**What to produce**
Beginning with the line that contains "Where in the photo above can the red sauce", transcribe every line through the end of the entries exactly as written, and reproduce nothing else.

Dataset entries
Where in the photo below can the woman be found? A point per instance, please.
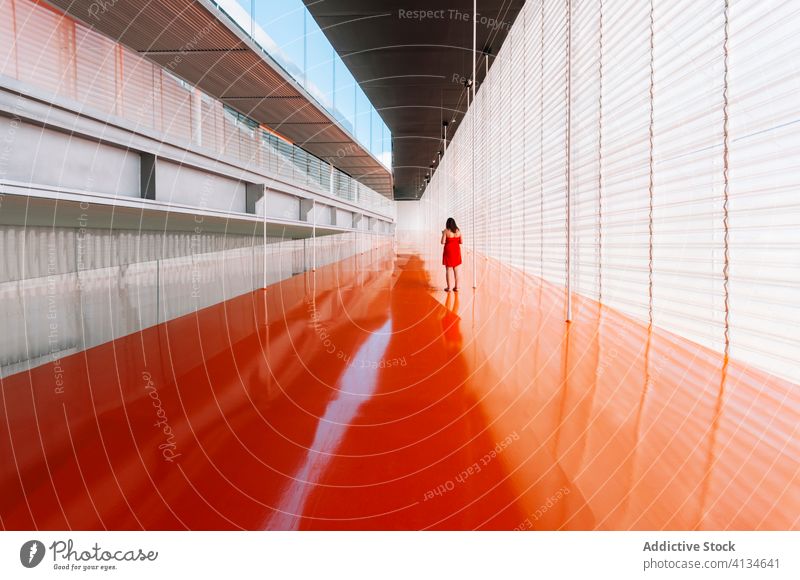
(451, 257)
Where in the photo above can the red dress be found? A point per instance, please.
(451, 257)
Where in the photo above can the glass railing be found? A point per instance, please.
(287, 32)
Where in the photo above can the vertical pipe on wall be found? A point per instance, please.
(472, 123)
(569, 130)
(726, 182)
(650, 179)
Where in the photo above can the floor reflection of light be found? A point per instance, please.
(356, 385)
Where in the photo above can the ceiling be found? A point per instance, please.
(411, 59)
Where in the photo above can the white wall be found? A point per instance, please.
(646, 155)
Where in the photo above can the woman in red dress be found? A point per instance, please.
(451, 257)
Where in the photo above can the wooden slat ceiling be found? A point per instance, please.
(198, 43)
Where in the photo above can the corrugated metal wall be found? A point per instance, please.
(656, 146)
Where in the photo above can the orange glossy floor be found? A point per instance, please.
(370, 399)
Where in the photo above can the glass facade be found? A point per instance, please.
(286, 31)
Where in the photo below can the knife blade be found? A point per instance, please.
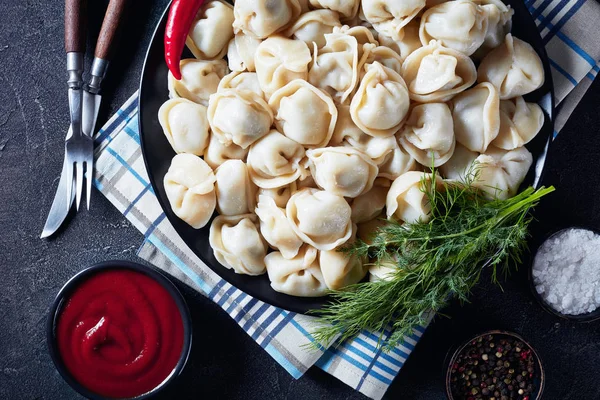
(61, 203)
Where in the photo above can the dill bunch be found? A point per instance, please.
(432, 262)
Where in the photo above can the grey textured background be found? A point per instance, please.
(225, 362)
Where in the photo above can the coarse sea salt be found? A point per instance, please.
(566, 271)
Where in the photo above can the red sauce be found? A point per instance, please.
(120, 333)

**Reply to the task**
Where in the photo above can the red sauce be found? A point per instance, please.
(120, 333)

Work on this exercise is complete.